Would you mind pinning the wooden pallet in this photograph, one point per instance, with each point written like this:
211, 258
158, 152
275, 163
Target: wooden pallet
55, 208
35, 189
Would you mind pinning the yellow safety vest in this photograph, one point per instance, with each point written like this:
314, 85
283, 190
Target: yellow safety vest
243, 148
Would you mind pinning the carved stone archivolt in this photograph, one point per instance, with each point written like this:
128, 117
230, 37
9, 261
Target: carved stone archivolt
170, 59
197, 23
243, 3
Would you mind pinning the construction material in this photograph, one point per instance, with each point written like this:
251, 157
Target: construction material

- Required work -
Every single entry is to be retyped exactly.

- Answer box -
Would you mind pinning the wooden pallet in this photograph, one point per instance, with each point written like this:
211, 258
158, 152
275, 163
Target: wooden pallet
55, 208
35, 189
Would you mind pinning the yellow safety vest in this photograph, one point per instance, with each point written like this:
314, 85
283, 190
Target: yellow safety vest
243, 148
Would you mind pinning the carved stone archivolt in this photograph, one point per instance, with each point written like this:
128, 117
230, 37
9, 261
Target: carved stone archivolt
170, 59
197, 23
243, 3
Would you mind pinning the construction material in this photograph, one point per instance, with each point written like this:
251, 157
Target: construction material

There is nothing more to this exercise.